SOURCE EXTRACT:
· · · ·
Health of Lloyd's

The Fate of London

London must work hard to compete and cannot rest on its substantial history.
By: | February 19, 2015

The industry has changed beyond recognition since Edward Lloyd opened the Lloyd’s Coffee House on Tower Street in 1688. But in the centuries that have ensued, one thing has remained constant — London’s status as the insurance capital of the world.

That status has for so long been taken for granted. But in recent years, there’s been a shift.

A study by PwC released in December found that underwriting confidence in London is on the wane, with respondents assuming an average combined ratio of 97 percent for 2015 and one in five materially reliant on investment returns to make a profit.

In one sense, London is being impacted by factors that are affecting the industry in general.

An abundance of capacity has led to substantial rate declines over the past year, with aviation the only line projected to remain flat in the short term; sound familiar?

Property reinsurance and energy (direct and reinsurance) have seen rate declines of as much as 10 percent, and PwC predicts that mid-sized generalist reinsurers will be under extreme pressure in the current environment. London is also a relatively expensive place in which to operate.
· · · ·
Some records

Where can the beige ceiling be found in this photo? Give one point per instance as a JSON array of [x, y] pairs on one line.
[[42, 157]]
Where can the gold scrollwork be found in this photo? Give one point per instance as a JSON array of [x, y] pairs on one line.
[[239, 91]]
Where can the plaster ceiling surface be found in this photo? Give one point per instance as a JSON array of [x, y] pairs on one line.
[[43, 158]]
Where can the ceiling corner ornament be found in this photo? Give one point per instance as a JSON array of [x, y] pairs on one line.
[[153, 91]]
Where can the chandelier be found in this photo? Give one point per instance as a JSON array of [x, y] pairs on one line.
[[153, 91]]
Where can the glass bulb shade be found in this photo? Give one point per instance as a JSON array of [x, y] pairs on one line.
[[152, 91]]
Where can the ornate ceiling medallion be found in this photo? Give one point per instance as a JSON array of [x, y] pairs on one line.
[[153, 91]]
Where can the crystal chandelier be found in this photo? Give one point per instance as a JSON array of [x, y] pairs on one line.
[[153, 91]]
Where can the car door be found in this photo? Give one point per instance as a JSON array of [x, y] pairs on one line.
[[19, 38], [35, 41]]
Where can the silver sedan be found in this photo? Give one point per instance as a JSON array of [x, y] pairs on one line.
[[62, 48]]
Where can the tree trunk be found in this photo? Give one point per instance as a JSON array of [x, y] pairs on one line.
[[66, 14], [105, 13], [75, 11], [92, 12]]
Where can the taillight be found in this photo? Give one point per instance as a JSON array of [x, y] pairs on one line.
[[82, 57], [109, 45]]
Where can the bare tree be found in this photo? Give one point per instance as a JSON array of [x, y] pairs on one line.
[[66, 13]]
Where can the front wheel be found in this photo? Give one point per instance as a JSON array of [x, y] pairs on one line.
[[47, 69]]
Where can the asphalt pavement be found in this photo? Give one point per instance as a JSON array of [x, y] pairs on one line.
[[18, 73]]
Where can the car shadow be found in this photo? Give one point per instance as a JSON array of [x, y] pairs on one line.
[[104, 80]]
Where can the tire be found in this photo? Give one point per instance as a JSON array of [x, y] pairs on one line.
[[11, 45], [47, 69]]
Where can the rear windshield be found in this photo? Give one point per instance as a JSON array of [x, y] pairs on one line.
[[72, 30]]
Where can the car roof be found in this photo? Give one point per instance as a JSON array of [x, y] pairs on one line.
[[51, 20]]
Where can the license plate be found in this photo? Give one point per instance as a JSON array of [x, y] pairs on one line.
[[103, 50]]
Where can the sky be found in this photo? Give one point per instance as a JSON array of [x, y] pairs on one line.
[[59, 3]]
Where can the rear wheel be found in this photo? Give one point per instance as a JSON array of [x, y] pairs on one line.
· · · ·
WHAT TO WORK ON:
Extract the full article on London's standing as the insurance capital and copy it out word for word. These records have nothing to do with the article.

RESPONSE FOR THIS EXERCISE:
Health of Lloyd's

The Fate of London

London must work hard to compete and cannot rest on its substantial history.
By: | February 19, 2015

The industry has changed beyond recognition since Edward Lloyd opened the Lloyd’s Coffee House on Tower Street in 1688. But in the centuries that have ensued, one thing has remained constant — London’s status as the insurance capital of the world.

That status has for so long been taken for granted. But in recent years, there’s been a shift.

A study by PwC released in December found that underwriting confidence in London is on the wane, with respondents assuming an average combined ratio of 97 percent for 2015 and one in five materially reliant on investment returns to make a profit.

In one sense, London is being impacted by factors that are affecting the industry in general.

An abundance of capacity has led to substantial rate declines over the past year, with aviation the only line projected to remain flat in the short term; sound familiar?

Property reinsurance and energy (direct and reinsurance) have seen rate declines of as much as 10 percent, and PwC predicts that mid-sized generalist reinsurers will be under extreme pressure in the current environment. London is also a relatively expensive place in which to operate.